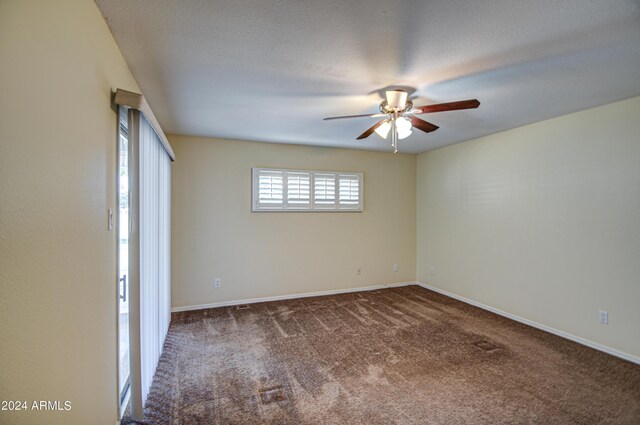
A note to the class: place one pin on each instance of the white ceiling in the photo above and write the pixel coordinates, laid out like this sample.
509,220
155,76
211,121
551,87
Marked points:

--

- _GIVEN TASK_
Copy out every one of the lines above word for word, leaving out the picture.

- _RESULT OF THIS TASK_
A note to the class: place one pin on each instance of the white ceiling in the photo above and write the pixel coordinates, laid out like this sample.
509,220
155,76
211,121
551,87
Marked points:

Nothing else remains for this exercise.